◆ Your goal
What lines in the records below include the word "sample"? Return each one.

··· Extracted material ···

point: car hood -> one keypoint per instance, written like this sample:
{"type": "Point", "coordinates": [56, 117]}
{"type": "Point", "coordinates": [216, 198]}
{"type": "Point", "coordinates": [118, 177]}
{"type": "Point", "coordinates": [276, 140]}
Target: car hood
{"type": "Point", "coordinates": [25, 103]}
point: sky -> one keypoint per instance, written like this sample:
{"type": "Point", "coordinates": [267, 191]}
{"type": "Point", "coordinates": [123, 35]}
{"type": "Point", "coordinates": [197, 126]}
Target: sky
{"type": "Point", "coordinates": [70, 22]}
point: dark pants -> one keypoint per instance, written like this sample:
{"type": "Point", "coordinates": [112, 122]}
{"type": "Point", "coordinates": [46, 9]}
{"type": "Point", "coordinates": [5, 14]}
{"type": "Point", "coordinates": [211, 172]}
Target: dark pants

···

◆ Answer area
point: car hood -> one keypoint per instance, written like this sample:
point: sky -> one keypoint per instance, written like this sample:
point: dark pants -> one keypoint per instance, written like this sample:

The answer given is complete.